PAGE EXCERPT:

Reviews

Momoyama Brings Hawaiian Comfort Food to Delco

Japanese ramen and Hawaiian plate lunches in the same place? Absolutely. And the char siu, katsu and kalua pork aren't bad either.


Momoyama Ramen & Hawaiian BBQ

A bowl of ramen from Momoyama Ramen & Hawaiian BBQ / Photography by Daniel Knoll

I don’t understand why there aren’t Hawaiian restaurants in every neighborhood. Like Chinese takeout, like Friday-night pizzas, kalua pork and macaroni salad and musubi should be part of our regular edible vernacular.

Hawaiian food is comfort food in huge portions. It’s soft and salty and sweet and wonderfully approachable. You order it and no matter where you are, it’s like you accidentally wandered into the best picnic in town.

But Hawaiian restaurants are vanishingly rare in and around Philly. So imagine my joy when I heard that the dependable Momoyama Ramen & Hawaiian BBQ in Willow Grove was expanding, opening a second location on West Darby Road in Havertown, and calling it (unsurprisingly) Momoyama Ramen & Hawaiian BBQ II.

AT A GLANCE

★★★★

Momoyama Ramen & Hawaiian BBQ II
2305 West Darby Road, Havertown

CUISINE: Japanese and Hawaiian

PRICES: $$

Order This: Whatever style of ramen tickles your fancy, a couple char siu buns, and kalua pork for you and three friends.

The space, right in the weird elbow where Darby Road splits east and west, has been a bunch of different restaurants over the years; Kung Fu Dim Sum, Crab Du Jour and Asian Café have all come and gone. But MR&HBBQII has turned the dining room into a kind of sleek and shiny showroom for tiny rib tips neatly cut and stacked, Japanese curry with crisp chicken katsu, and ramen in dozens of different iterations. The kitchen operates with precision when precision is called for (the perfectly domed rice; the shumai spaced just so on a plain white plate) and with messy abandon when that serves better. Alone in the dining room one afternoon, under chandelier lights the staff turned on just for me, I ordered the kalua pork and cabbage and got a smoky hash of shredded pork and braised cabbage leaves, all salty and tender. With rice, with mayo-heavy mac salad with tuna on the side, it could have fed three, easy, only I wasn’t sharing.

RECORD EXCERPTS:

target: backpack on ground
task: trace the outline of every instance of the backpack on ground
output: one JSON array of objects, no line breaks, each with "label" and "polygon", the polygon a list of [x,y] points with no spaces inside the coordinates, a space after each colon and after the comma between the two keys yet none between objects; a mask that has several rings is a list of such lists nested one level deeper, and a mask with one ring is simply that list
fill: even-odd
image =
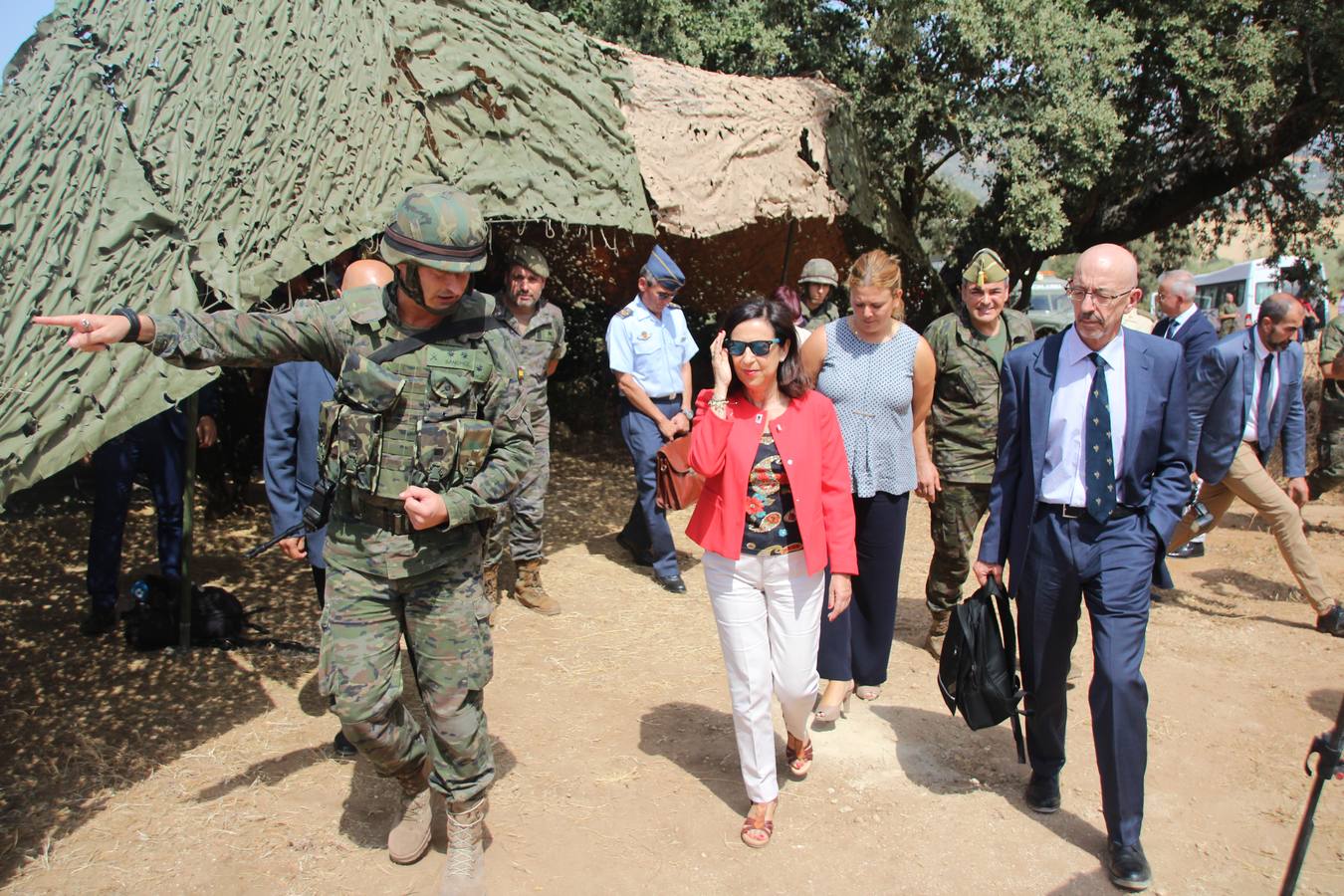
[{"label": "backpack on ground", "polygon": [[[179,643],[181,583],[146,575],[130,587],[136,606],[122,614],[126,643],[136,650],[161,650]],[[233,646],[243,641],[243,629],[266,630],[249,622],[250,614],[228,591],[216,586],[191,586],[191,642],[196,646]]]},{"label": "backpack on ground", "polygon": [[997,579],[989,579],[953,610],[938,661],[938,689],[948,709],[953,715],[960,711],[972,731],[1011,719],[1017,762],[1027,762],[1017,719],[1023,696],[1017,678],[1017,638],[1008,594]]}]

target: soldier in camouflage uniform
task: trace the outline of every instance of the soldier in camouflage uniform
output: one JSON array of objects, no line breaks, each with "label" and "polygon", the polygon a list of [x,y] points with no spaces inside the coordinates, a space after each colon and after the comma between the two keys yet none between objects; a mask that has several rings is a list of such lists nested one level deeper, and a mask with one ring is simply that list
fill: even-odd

ASSIGNMENT 1:
What street address does the Momoyama review give for the second location of Momoyama Ramen & Hawaiian BBQ?
ASSIGNMENT 2:
Extract, word for word, everything in the Momoyama review from "I don’t understand" down to "Hawaiian BBQ II.".
The lines play no part in this work.

EXERCISE RESULT 1:
2305 West Darby Road, Havertown

EXERCISE RESULT 2:
I don’t understand why there aren’t Hawaiian restaurants in every neighborhood. Like Chinese takeout, like Friday-night pizzas, kalua pork and macaroni salad and musubi should be part of our regular edible vernacular.

Hawaiian food is comfort food in huge portions. It’s soft and salty and sweet and wonderfully approachable. You order it and no matter where you are, it’s like you accidentally wandered into the best picnic in town.

But Hawaiian restaurants are vanishingly rare in and around Philly. So imagine my joy when I heard that the dependable Momoyama Ramen & Hawaiian BBQ in Willow Grove was expanding, opening a second location on West Darby Road in Havertown, and calling it (unsurprisingly) Momoyama Ramen & Hawaiian BBQ II.